● What is needed:
Every record must be written out once more, with nothing added or omitted.

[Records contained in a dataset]
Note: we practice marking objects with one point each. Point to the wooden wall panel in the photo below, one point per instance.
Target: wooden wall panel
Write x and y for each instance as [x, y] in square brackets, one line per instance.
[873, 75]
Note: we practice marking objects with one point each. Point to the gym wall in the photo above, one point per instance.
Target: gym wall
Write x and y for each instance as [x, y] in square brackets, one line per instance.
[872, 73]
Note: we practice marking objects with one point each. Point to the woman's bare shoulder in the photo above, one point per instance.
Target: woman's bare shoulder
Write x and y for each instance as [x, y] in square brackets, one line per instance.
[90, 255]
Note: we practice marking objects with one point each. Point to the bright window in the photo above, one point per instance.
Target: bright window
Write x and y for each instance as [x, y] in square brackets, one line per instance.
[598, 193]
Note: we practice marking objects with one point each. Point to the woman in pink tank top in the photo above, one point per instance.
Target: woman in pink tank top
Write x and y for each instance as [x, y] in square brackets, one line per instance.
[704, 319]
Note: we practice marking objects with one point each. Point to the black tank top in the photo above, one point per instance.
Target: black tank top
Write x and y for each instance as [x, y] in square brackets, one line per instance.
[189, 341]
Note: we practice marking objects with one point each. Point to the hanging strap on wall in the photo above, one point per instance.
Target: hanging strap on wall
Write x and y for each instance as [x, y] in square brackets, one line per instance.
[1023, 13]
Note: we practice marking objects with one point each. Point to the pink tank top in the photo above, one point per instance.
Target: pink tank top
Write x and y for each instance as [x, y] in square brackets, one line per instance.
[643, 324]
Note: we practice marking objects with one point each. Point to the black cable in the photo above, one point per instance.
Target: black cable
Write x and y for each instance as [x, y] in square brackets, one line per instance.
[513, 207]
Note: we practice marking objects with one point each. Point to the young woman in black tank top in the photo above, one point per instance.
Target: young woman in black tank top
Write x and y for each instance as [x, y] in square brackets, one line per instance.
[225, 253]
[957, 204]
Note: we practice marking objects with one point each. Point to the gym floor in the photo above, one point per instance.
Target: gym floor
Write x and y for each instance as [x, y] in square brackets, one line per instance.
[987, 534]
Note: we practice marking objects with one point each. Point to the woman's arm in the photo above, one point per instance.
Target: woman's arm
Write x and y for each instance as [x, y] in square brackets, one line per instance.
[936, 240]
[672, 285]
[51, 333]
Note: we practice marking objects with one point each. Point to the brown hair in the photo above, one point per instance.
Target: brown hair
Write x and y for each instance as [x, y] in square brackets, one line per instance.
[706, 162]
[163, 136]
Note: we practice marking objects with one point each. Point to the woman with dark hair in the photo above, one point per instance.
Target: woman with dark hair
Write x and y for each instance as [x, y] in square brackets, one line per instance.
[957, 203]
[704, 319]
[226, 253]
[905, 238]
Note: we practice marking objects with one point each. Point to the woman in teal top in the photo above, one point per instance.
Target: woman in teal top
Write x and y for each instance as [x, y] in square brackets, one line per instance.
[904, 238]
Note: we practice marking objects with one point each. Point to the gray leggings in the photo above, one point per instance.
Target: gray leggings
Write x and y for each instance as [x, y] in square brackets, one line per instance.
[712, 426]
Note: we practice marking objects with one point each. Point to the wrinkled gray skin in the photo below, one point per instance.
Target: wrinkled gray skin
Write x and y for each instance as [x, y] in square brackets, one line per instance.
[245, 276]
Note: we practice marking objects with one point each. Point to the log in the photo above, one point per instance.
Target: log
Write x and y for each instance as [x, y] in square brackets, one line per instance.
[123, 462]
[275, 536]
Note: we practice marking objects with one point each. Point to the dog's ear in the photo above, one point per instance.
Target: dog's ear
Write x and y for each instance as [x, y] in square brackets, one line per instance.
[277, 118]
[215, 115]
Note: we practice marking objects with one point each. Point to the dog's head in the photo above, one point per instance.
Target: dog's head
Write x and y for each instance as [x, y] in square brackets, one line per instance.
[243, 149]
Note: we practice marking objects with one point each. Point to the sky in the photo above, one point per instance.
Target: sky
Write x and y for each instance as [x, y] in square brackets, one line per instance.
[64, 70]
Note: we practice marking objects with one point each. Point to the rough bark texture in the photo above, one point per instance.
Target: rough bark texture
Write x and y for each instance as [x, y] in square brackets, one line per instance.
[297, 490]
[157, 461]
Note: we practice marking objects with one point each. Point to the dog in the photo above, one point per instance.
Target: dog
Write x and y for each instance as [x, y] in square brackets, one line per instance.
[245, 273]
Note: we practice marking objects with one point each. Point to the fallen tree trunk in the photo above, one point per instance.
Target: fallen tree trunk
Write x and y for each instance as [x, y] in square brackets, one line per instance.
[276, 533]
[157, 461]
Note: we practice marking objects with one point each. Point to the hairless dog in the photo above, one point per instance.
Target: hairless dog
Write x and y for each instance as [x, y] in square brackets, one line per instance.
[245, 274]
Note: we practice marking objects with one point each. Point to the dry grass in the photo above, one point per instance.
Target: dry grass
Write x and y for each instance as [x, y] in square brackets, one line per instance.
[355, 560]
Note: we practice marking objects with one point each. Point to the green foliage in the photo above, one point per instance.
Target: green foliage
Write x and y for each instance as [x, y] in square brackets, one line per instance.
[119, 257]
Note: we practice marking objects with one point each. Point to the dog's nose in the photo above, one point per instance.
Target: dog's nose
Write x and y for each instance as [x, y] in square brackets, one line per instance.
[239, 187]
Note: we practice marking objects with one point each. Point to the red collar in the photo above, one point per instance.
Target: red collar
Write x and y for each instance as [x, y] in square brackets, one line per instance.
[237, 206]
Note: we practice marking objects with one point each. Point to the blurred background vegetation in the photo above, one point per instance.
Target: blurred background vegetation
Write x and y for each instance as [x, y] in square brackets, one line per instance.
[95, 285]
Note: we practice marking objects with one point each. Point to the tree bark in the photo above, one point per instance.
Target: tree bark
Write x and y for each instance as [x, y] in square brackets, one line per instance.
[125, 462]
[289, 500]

● Answer to the task:
Note: we practice marking objects with one point each. Point to the wooden wall panel in the photo below, one point per instance.
Target: wooden wall panel
Write x and y for each instance as [x, y] in square brackets, one line per instance.
[873, 75]
Note: we practice marking objects with one point each. Point to the gym wall in the photo above, one point per instance.
Target: gym wall
Write x and y for each instance as [x, y] in square brackets, one line per instance.
[872, 73]
Note: we practice marking objects with one point each. Point to the woman's bare shoulder in the photo above, one point per instance.
Target: woman's bare shoulder
Write x and y for each instance as [x, y] in square brackets, one line per instance.
[90, 255]
Note: we practice marking objects with one point each. Point to the bright window in the photo above, one point per instance.
Target: bright window
Write x and y for each instance as [x, y] in square brackets, one line per instance.
[598, 193]
Note: we practice marking objects with one point each. Point to the woman in pink tank top in the photo above, one point per instance.
Target: woman in pink tank top
Write x and y for each instance as [x, y] in square brackets, one line per instance.
[704, 319]
Note: we practice marking objects with one point each. Point to the black tank top in the photo above, one point per instance.
Target: black tank top
Write x and y for each instance as [x, y] in square brackets, one line per instance.
[189, 341]
Note: we practice marking objects with one point each. Point to the hanging strap on wall in the photo above, one point per instance.
Target: hanging strap on wall
Write x and y for each instance as [x, y] in square brackets, one line per instance.
[1023, 13]
Note: we practice marking objects with one point each. Point to the pink tank top in the photo above, one point per instance.
Target: pink tank top
Write x and y for each instance as [x, y] in square brackets, one line per instance.
[643, 324]
Note: we practice marking objects with one point each. Point to the black cable in the photo above, one point per instance.
Target: black cable
Write x and y for each instance as [x, y] in square brackets, one line per instance.
[513, 207]
Note: we practice marking objects with one point each. Point to the young woman in black tank top in the photo above, one point per instance.
Target: young woman in black tank top
Write x and y for each instance as [x, y] in square brackets, one line per instance.
[225, 253]
[957, 204]
Note: we practice marking objects with one point each. Point to the gym floor in the photo above, one point per instance.
Target: gym floor
Write x and y for each instance as [x, y] in square brackets, one line per instance.
[987, 534]
Note: we practice marking objects with one point each. Point to the woman's arm in the photo above, one point per instance.
Target: woman's arm
Write x and y for each instance as [x, y] in square brackets, one line per instance.
[936, 240]
[672, 285]
[51, 333]
Note: we practice marking objects with one point each. Point to the brown hair in the photo above, one point per instance.
Target: brown hair
Write x and y for each instance as [x, y] in square brackets, one line per instance.
[706, 162]
[163, 136]
Note: we practice marking objects with one point each. Point to the woman with dark hair in the photo above, one point per instance.
Target: woman with dark hair
Write x and y for each instance as [x, y] in square brackets, one line per instance.
[957, 203]
[704, 319]
[226, 253]
[905, 238]
Note: we practice marking objects with one point each. Point to the woman in teal top in the photo above, one point per instance.
Target: woman in teal top
Write x and y for each instance as [x, y] in square brackets, one line per instance.
[904, 238]
Note: we practice marking objects with one point each. Point to the gray leggings in the photo above, one point per instance.
Target: gray leggings
Write x and y for each instance as [x, y] in square brackets, one line per instance.
[712, 426]
Note: we practice marking objects with one point each. Point to the wrinkled gray skin in the photo below, one point per instance.
Target: wrinkled gray skin
Write x and y for each instance as [x, y] in square brackets, one line per instance.
[245, 276]
Note: we practice marking objects with one point each. Point to the log in the photo above, one point per instance.
Target: log
Write x and y for each instance as [x, y] in square brackets, one line per instance.
[123, 462]
[275, 536]
Note: we practice marking objects with one point each. Point to the dog's ear in the photo above, one point per instance.
Target: dog's ear
Write x and y for each instance as [x, y] in square brackets, one line per instance.
[277, 118]
[215, 115]
Note: we practice marking objects with one point each. Point to the dog's head in the photo above, one point per instance.
Target: dog's head
Write x and y for each instance as [x, y] in square brackets, one line per instance.
[243, 149]
Note: we practice marking objects with one point each. Point to the sky in the photo above, one point per instance.
Target: sky
Write x and y for each instance as [x, y] in square brackets, one line per instance.
[64, 70]
Note: we practice marking objects with one point each. Point to the rough bark texture in the photo above, one point per instance.
Target: rough bark texture
Write x and y for each instance as [x, y] in square brackets, one line per instance.
[297, 490]
[157, 461]
Note: we practice marking objects with one point each. Point to the dog in the photo above, one point per instance.
Target: dog
Write x and y for each instance as [x, y] in square brackets, one line per instance.
[245, 273]
Note: we practice marking objects with one point each. Point to the fallen tree trunk in the photo above, one point per instance.
Target: fallen tree trunk
Write x and y for each instance as [x, y] in square brackets, one line per instance.
[276, 533]
[157, 461]
Note: we practice marking objects with one point each. Point to the hairless dog in the photo above, one point per instance.
Target: hairless dog
Write x and y for each instance as [x, y] in square brackets, one line per instance.
[245, 274]
Note: we practice marking objects with one point each. Point to the dry grass in the photo above, one point per instance.
Target: dry grass
Write x and y for each instance as [x, y] in square brackets, one line per instance.
[355, 560]
Note: we practice marking objects with one point each. Point to the green foliage in the photo above, one point per instance.
Target: green foliage
Write x and y for each instance as [x, y] in square brackets, one line per instance.
[119, 257]
Note: we practice marking objects with one point each. Point to the dog's nose in the photo above, one point per instance.
Target: dog's nose
Write x and y for each instance as [x, y] in square brackets, one line per instance.
[239, 187]
Note: we practice marking objects with one point each. Point to the red collar in the photo above, one point per instance.
Target: red collar
Write x and y for each instance as [x, y] in square brackets, one line per instance.
[237, 206]
Note: we practice marking objects with one point each. Point to the blurred background vegetation in the photo above, one point per instance.
Target: blurred background vegetation
Write x and y for each instance as [x, y] in square brackets, one line per instance.
[95, 285]
Note: we practice marking objects with one point each. Point to the tree bark in the photo above, one point per instance.
Target: tree bark
Write x and y for each instance as [x, y] in square brackets, one line per instance.
[125, 462]
[289, 500]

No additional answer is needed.